Records from a data collection
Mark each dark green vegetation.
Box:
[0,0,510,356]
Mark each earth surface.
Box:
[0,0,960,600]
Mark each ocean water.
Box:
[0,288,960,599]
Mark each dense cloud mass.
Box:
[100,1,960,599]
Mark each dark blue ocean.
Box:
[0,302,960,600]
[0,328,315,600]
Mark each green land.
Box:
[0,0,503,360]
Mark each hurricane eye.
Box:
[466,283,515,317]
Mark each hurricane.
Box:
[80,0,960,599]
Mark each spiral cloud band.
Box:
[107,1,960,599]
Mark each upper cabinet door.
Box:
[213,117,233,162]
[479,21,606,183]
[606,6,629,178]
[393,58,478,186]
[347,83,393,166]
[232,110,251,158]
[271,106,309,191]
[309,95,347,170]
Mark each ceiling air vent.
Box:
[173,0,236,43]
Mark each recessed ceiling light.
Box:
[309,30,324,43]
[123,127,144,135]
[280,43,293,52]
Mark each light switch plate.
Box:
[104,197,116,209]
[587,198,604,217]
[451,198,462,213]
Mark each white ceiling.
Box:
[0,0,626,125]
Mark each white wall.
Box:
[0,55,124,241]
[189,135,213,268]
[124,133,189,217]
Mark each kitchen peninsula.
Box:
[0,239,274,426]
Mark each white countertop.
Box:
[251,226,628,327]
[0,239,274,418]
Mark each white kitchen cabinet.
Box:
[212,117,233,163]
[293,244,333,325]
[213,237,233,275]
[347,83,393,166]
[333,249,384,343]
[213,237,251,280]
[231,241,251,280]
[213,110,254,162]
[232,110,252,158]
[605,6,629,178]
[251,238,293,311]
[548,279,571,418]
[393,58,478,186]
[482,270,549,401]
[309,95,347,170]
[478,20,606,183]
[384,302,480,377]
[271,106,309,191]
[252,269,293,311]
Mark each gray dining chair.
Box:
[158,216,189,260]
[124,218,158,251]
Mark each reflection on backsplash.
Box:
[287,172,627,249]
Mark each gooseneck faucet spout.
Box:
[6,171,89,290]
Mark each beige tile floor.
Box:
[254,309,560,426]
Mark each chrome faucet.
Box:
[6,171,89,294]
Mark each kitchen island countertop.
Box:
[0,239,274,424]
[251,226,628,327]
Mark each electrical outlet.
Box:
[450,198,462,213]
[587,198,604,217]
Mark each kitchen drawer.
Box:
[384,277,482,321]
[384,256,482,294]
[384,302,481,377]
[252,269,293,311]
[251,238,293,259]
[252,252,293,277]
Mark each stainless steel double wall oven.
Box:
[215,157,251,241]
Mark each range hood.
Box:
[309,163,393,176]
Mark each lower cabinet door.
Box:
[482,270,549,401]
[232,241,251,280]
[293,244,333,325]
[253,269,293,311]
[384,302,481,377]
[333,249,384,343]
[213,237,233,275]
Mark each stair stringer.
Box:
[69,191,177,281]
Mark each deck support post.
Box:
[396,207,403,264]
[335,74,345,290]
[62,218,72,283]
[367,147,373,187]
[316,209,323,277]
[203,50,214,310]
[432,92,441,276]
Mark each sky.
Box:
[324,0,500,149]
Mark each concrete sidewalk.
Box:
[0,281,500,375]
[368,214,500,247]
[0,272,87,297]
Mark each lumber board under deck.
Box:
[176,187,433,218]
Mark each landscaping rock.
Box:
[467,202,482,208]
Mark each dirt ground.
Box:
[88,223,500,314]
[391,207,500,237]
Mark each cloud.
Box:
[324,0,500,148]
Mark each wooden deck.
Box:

Short task:
Reproduce all of the entries above, swapping "Mark each" for "Outline every" at every occurrence and leaving everything else unchanged.

The response:
Outline every dark green vegetation.
Box:
[0,0,510,356]
Outline every earth surface.
Box:
[0,0,960,600]
Outline every ocean water.
Box:
[0,288,960,599]
Outline every dense cloud mass.
Box:
[100,1,960,599]
Outline every dark blue ocean.
Box:
[0,302,960,600]
[0,328,315,600]
Outline every green land.
Box:
[0,0,503,360]
Outline every hurricane eye.
Box:
[466,283,515,317]
Outline every hurricane.
Box:
[80,0,960,599]
Outline every spiral cloud band.
Box:
[107,1,960,599]
Outline every upper cabinet door.
Box:
[213,117,233,162]
[479,21,606,183]
[606,6,629,178]
[393,58,478,186]
[347,83,393,166]
[232,110,251,158]
[271,106,309,191]
[309,95,347,170]
Outline every ceiling air vent.
Box:
[173,0,236,43]
Outline every recessed ceiling light.
Box:
[309,30,324,43]
[123,127,144,135]
[280,43,293,52]
Outline every light switch plate.
Box:
[104,197,116,209]
[587,198,604,217]
[451,198,462,213]
Outline every white ceiling.
Box:
[0,0,626,125]
Outline every white wall.
Box:
[0,55,124,241]
[189,135,213,268]
[124,133,189,217]
Outline every kitchen peninsula.
Box:
[0,239,274,426]
Outline every white countertop.
Box:
[251,226,628,327]
[0,239,274,418]
Outline every white kitchen cabinet.
Box:
[212,117,233,163]
[293,244,333,325]
[213,237,233,275]
[347,83,393,166]
[333,249,384,343]
[213,237,251,280]
[231,241,251,280]
[213,110,254,162]
[232,110,252,158]
[605,6,629,178]
[251,238,293,311]
[548,279,571,418]
[393,58,478,186]
[482,270,549,401]
[309,95,347,170]
[478,20,606,183]
[384,302,480,377]
[271,106,309,191]
[252,269,293,311]
Outline every gray dining chair.
Box:
[158,216,189,260]
[124,218,158,251]
Outline every reflection on backsplash.
Box:
[287,172,627,249]
Outline every gooseneck faucet spout.
Box:
[6,171,89,290]
Outline every beige tile floor.
Box:
[254,309,560,426]
Outline every chrome faucet.
Box:
[6,171,89,294]
Outline every kitchen island countertop.
Box:
[0,239,274,424]
[251,226,628,327]
Outline every electrical outlet.
Box:
[450,198,462,213]
[587,198,604,217]
Outline every kitchen drawer.
Box:
[384,277,482,321]
[384,256,482,294]
[384,302,481,377]
[252,269,293,311]
[251,238,293,259]
[252,252,293,277]
Outline every stainless steel double wall oven.
Box:
[215,157,251,241]
Outline every range hood.
Box:
[309,163,393,176]
Outline every lower cabinet door.
Box:
[482,270,549,401]
[232,241,251,280]
[293,244,333,325]
[253,269,293,311]
[384,302,481,377]
[333,249,384,343]
[213,237,233,275]
Outline every stair stringer.
Box:
[69,191,177,281]
Outline every deck support post.
Box:
[396,207,403,264]
[335,74,345,290]
[62,218,72,283]
[367,147,373,187]
[316,209,323,277]
[203,50,214,310]
[432,92,441,276]
Outline every sky.
Box:
[324,0,500,149]
Outline every concrete sidewalk.
Box:
[0,281,500,375]
[368,214,500,247]
[0,272,87,297]
Outline every lumber board under deck.
Box:
[176,187,433,218]
Outline every landscaping rock.
Box:
[467,202,482,208]
Outline every dirt ground.
Box:
[88,223,500,314]
[391,207,500,237]
Outline every cloud.
Box:
[324,0,500,148]
Outline every wooden deck.
Box:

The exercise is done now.